### EXERCISE GOAL
Exact copies of all the lines below are required, with the pictures omitted.

### MATERIAL SHOWN

▼▼▼

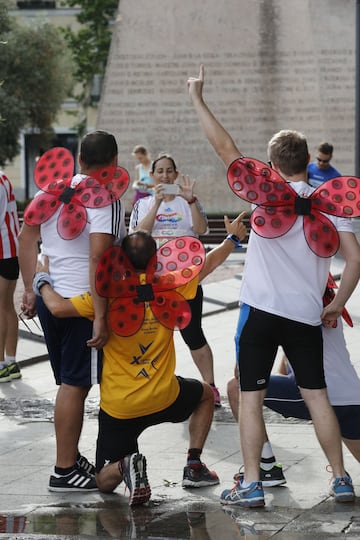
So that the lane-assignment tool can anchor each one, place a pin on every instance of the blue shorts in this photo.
(72, 361)
(9, 268)
(283, 396)
(119, 437)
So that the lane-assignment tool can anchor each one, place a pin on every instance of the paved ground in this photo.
(301, 509)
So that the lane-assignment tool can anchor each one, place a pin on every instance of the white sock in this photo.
(267, 457)
(9, 360)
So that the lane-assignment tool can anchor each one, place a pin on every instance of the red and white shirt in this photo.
(9, 220)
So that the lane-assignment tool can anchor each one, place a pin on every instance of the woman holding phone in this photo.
(175, 211)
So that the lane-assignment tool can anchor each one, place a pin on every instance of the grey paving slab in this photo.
(301, 509)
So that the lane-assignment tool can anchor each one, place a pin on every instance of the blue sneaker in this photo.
(249, 497)
(342, 489)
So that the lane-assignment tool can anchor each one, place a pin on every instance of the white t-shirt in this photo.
(342, 380)
(172, 219)
(69, 259)
(283, 276)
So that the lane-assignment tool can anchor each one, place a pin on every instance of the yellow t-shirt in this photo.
(138, 375)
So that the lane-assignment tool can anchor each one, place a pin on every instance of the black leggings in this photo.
(193, 334)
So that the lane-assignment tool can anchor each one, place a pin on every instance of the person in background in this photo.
(281, 305)
(143, 183)
(9, 273)
(138, 387)
(72, 265)
(321, 170)
(283, 396)
(167, 215)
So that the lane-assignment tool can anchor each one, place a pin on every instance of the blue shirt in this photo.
(317, 176)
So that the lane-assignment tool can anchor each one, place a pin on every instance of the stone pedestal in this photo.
(270, 65)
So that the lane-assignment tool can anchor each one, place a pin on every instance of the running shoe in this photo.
(135, 477)
(199, 476)
(84, 464)
(76, 480)
(14, 370)
(249, 497)
(342, 489)
(271, 478)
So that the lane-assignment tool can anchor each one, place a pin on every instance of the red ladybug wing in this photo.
(41, 208)
(176, 263)
(125, 316)
(321, 235)
(347, 318)
(270, 222)
(338, 197)
(55, 164)
(257, 183)
(115, 276)
(171, 309)
(331, 282)
(115, 180)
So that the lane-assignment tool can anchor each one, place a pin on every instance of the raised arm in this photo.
(28, 254)
(99, 242)
(217, 136)
(237, 230)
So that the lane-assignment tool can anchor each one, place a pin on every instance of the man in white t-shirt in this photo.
(281, 305)
(283, 396)
(72, 265)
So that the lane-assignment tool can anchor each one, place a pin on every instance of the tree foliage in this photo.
(35, 78)
(90, 45)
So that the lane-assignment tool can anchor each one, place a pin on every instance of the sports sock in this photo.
(9, 360)
(193, 457)
(267, 460)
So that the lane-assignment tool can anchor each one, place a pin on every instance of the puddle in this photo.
(147, 522)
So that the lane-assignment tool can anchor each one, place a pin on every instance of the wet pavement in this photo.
(302, 509)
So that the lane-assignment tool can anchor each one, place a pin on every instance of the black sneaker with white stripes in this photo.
(77, 480)
(84, 464)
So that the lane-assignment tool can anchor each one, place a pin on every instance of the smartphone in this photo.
(171, 189)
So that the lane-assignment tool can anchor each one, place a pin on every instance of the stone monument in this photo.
(270, 65)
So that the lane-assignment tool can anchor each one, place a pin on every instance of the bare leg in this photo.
(252, 432)
(5, 300)
(12, 323)
(233, 392)
(326, 427)
(204, 361)
(201, 418)
(68, 419)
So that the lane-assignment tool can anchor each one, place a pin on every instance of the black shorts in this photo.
(283, 396)
(72, 361)
(193, 334)
(9, 268)
(258, 336)
(118, 438)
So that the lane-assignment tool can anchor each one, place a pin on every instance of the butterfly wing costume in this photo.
(278, 205)
(174, 264)
(53, 175)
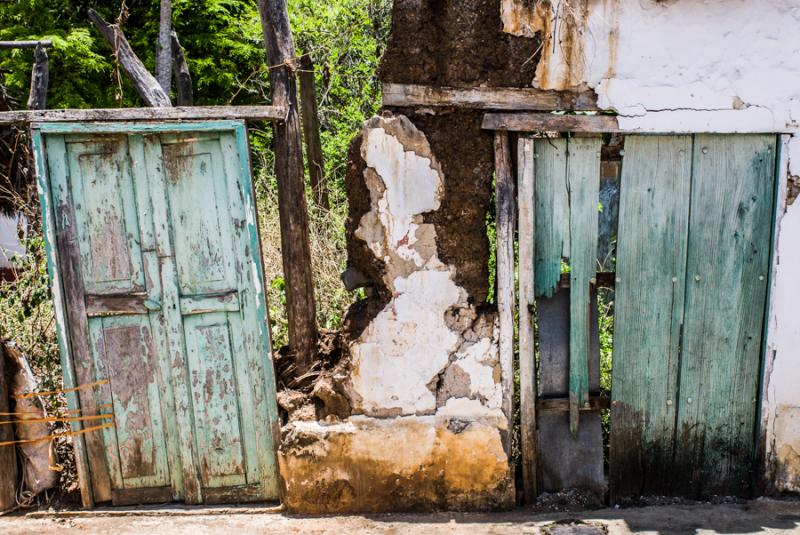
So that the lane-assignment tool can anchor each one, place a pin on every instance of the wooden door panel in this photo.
(649, 295)
(215, 399)
(195, 182)
(125, 355)
(105, 212)
(726, 288)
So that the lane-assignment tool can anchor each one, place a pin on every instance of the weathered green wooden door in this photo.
(156, 263)
(693, 255)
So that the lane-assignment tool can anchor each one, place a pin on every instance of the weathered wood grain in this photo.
(527, 344)
(649, 297)
(144, 82)
(730, 229)
(552, 213)
(296, 251)
(182, 74)
(188, 113)
(497, 98)
(583, 173)
(506, 216)
(8, 454)
(40, 79)
(311, 129)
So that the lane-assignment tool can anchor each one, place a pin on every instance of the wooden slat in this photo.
(550, 122)
(488, 98)
(583, 173)
(527, 347)
(187, 113)
(727, 266)
(651, 263)
(8, 455)
(505, 210)
(552, 213)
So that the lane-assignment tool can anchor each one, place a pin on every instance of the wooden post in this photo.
(164, 48)
(527, 363)
(310, 116)
(144, 82)
(183, 77)
(301, 308)
(8, 454)
(504, 197)
(40, 79)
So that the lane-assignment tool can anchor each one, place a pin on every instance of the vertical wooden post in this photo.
(164, 48)
(8, 454)
(504, 198)
(293, 211)
(310, 117)
(40, 79)
(527, 363)
(183, 77)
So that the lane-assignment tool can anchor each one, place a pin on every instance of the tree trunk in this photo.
(40, 79)
(164, 48)
(183, 78)
(144, 82)
(310, 117)
(301, 308)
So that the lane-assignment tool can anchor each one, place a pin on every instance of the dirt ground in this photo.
(758, 516)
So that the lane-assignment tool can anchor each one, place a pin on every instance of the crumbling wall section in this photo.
(427, 430)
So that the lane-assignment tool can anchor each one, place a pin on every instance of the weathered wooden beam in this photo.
(253, 113)
(144, 82)
(527, 349)
(26, 44)
(488, 98)
(311, 130)
(505, 216)
(292, 208)
(164, 46)
(8, 454)
(550, 122)
(181, 73)
(40, 80)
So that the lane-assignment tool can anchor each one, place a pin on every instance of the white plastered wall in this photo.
(698, 66)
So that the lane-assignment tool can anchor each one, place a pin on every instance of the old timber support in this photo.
(291, 184)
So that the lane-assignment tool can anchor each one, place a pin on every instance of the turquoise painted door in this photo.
(156, 263)
(694, 245)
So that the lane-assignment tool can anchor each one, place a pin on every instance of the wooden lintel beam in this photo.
(488, 98)
(550, 122)
(252, 113)
(26, 44)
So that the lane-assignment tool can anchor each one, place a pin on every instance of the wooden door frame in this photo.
(503, 124)
(55, 260)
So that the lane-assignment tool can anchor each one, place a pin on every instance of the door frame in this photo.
(38, 133)
(504, 124)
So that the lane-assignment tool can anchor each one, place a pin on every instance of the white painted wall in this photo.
(698, 65)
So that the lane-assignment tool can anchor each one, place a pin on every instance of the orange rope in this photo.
(58, 419)
(62, 391)
(66, 434)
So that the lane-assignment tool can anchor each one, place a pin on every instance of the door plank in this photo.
(729, 249)
(583, 173)
(261, 451)
(651, 259)
(552, 214)
(67, 243)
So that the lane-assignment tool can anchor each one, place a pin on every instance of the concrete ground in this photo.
(758, 516)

▲▲▲

### ANSWER BELOW
So that the lane-assignment tool can anchor each one, place a pin on every instance of the blue shorts in this photo.
(72, 361)
(9, 268)
(283, 396)
(119, 437)
So that the lane-assignment tool can anchor each one, place a pin on every instance of the paved ground in this photo.
(301, 509)
So that the lane-assignment tool can anchor each one, place a pin on every instance of the white sock in this photo.
(267, 457)
(9, 360)
So that the lane-assignment tool can anchor each one, place a pin on every instance of the red and white shirt in this photo.
(9, 220)
So that the lane-assignment tool can anchor each one, place a pin on every instance of the woman holding phone in this photo.
(175, 211)
So that the lane-assignment tool can anchor each one, place a pin on every instance of the grey paving slab in this photo.
(301, 509)
So that the lane-assignment tool can anchor each one, place a pin on every instance of the blue sneaker in this photo.
(249, 497)
(342, 489)
So that the lane-assignment tool can anchor each one, place a pin on every instance of the white t-shirt in this photo.
(342, 380)
(172, 219)
(69, 259)
(283, 276)
So that the lane-assignment tool can anchor each one, place a pin on every instance of the yellow t-shirt in this photo.
(138, 375)
So that the lane-assignment tool can anchor each one, place a pin on every instance of the black leggings in this photo.
(193, 334)
So that the lane-assignment tool can anchor each one, place a pin on every instance of the person in background in this photo.
(281, 305)
(143, 183)
(9, 273)
(138, 387)
(72, 265)
(321, 170)
(283, 396)
(167, 215)
So that the lane-assignment tool can anchor each one, place a pin on every instance of the blue shirt in this photo.
(317, 176)
So that the lane-assignment tool can anchor each one, place a pin on every instance of the stone pedestal in this photo.
(270, 65)
So that the lane-assignment tool can anchor each one, place a pin on every instance of the running shoe in this photo.
(135, 477)
(199, 476)
(84, 464)
(76, 480)
(14, 370)
(249, 497)
(342, 489)
(271, 478)
So that the lane-assignment tool can anchor each one, place a pin on every instance of the red ladybug wing in this photo.
(41, 208)
(176, 263)
(125, 316)
(321, 235)
(347, 318)
(270, 222)
(338, 197)
(55, 164)
(257, 183)
(115, 276)
(171, 309)
(331, 282)
(115, 180)
So that the lane-assignment tool can anchor each one, place a pin on every instance of the raised arm in this photo.
(28, 254)
(99, 242)
(217, 136)
(237, 230)
So that the lane-assignment tool can anchor each one, place a pin on every instance of the man in white t-shirt in this photo.
(281, 305)
(283, 396)
(72, 265)
So that the lane-assignment tool can anchor each one, place a pin on every instance of the tree foliage in this photo.
(35, 78)
(90, 45)
So that the lane-assignment tool can anchor each one, place a pin on every instance of the sports sock in this photo.
(9, 360)
(193, 457)
(267, 460)
So that the lane-assignment tool can anchor each one, place a pin on every instance of the puddle in this photo.
(147, 522)
So that the lane-assignment tool can anchor each one, place a pin on every instance of the wet pavement in this photo.
(302, 509)
So that the lane-assignment tool can anchor each one, place a pin on every instance of the black sneaker with white stripes in this photo.
(77, 480)
(84, 464)
So that the lane-assignment tool can anchor each one, place a pin on every instance of the smartphone in this photo.
(171, 189)
So that the lane-assignment tool can anchor each one, place a pin on every instance of the stone monument in this photo.
(270, 65)
So that the lane-assignment tool can anchor each one, place a pin on every instance of the bare leg in this photo.
(252, 432)
(5, 300)
(12, 323)
(233, 392)
(326, 427)
(204, 361)
(201, 418)
(68, 419)
So that the lane-assignment tool can anchor each one, place a pin on every instance of the black shorts in this photo.
(283, 396)
(72, 361)
(193, 334)
(9, 268)
(258, 336)
(118, 438)
So that the lane-assignment tool can anchor each one, place a pin on every instance of the butterfly wing costume in this photo.
(278, 205)
(174, 264)
(53, 175)
So that the lane-assignment tool can anchor each one, place a pin on every instance of the wooden door panel in this photo.
(649, 295)
(215, 399)
(195, 182)
(125, 355)
(105, 212)
(726, 288)
So that the lane-assignment tool can anchor each one, place a pin on every instance of the weathered green wooden door in this photo.
(156, 263)
(693, 255)
So that the lane-assignment tool can anchor each one, place a pin on every instance of the weathered wood grain in this photo.
(527, 344)
(649, 297)
(144, 82)
(730, 229)
(552, 213)
(296, 251)
(182, 74)
(188, 113)
(497, 98)
(583, 173)
(506, 216)
(8, 454)
(40, 79)
(311, 129)
So that the lane-assignment tool can anchor each one, place a pin on every instance of the wooden slat in this photo.
(550, 122)
(488, 98)
(583, 173)
(527, 347)
(187, 113)
(727, 266)
(651, 263)
(8, 455)
(505, 210)
(552, 213)
So that the lane-assignment tool can anchor each one, place a pin on every instance of the wooden post in this photo.
(164, 48)
(527, 363)
(310, 116)
(144, 82)
(183, 77)
(301, 308)
(8, 454)
(504, 197)
(40, 79)
So that the lane-assignment tool can anchor each one, place a pin on every instance of the vertical wooden post in this photo.
(164, 48)
(8, 454)
(504, 198)
(293, 211)
(310, 117)
(40, 79)
(527, 363)
(183, 77)
So that the lane-assignment tool can anchor each one, place a pin on every instance of the tree trunk in this photo.
(40, 79)
(164, 48)
(183, 78)
(144, 82)
(310, 117)
(301, 308)
So that the lane-assignment tool can anchor each one, place a pin on every instance of the dirt ground in this photo.
(758, 516)
So that the lane-assignment tool can anchor each one, place a pin on every instance of the crumbling wall section in this photo.
(427, 430)
So that the lane-assignment tool can anchor each one, place a pin on every instance of the weathered wooden beam in this photo.
(253, 113)
(144, 82)
(527, 349)
(26, 44)
(488, 98)
(311, 130)
(505, 216)
(292, 208)
(164, 46)
(8, 454)
(550, 122)
(181, 73)
(40, 80)
So that the lane-assignment tool can anchor each one, place a pin on every instance of the white plastered wall in this photo.
(698, 66)
So that the lane-assignment tool can anchor each one, place a pin on every instance of the old timber support in this photo.
(291, 184)
So that the lane-assignment tool can anchor each one, place a pin on every instance of the turquoise painted door in this photo.
(156, 263)
(694, 245)
So that the lane-assignment tool can anchor each one, place a pin on every instance of the wooden lintel beam in this photo.
(488, 98)
(550, 122)
(252, 113)
(26, 44)
So that the lane-assignment tool can anchor each one, place a pin on every instance of the wooden door frame in this photo.
(503, 124)
(55, 260)
So that the lane-assignment tool can anchor each one, place a pin on every instance of the door frame in this photo.
(38, 133)
(504, 124)
So that the lane-assignment tool can anchor each one, place a pin on every instance of the white painted wall in this photo.
(698, 65)
So that the lane-assignment tool can anchor each one, place a pin on every instance of the orange rope in this photo.
(58, 419)
(62, 391)
(66, 434)
So that the lane-assignment tool can anchor each one, place a pin on every instance of the door plank in this photo.
(729, 249)
(583, 173)
(261, 451)
(651, 259)
(552, 214)
(67, 243)
So that the lane-assignment tool can anchor each one, place a pin on every instance of the concrete ground in this photo.
(758, 516)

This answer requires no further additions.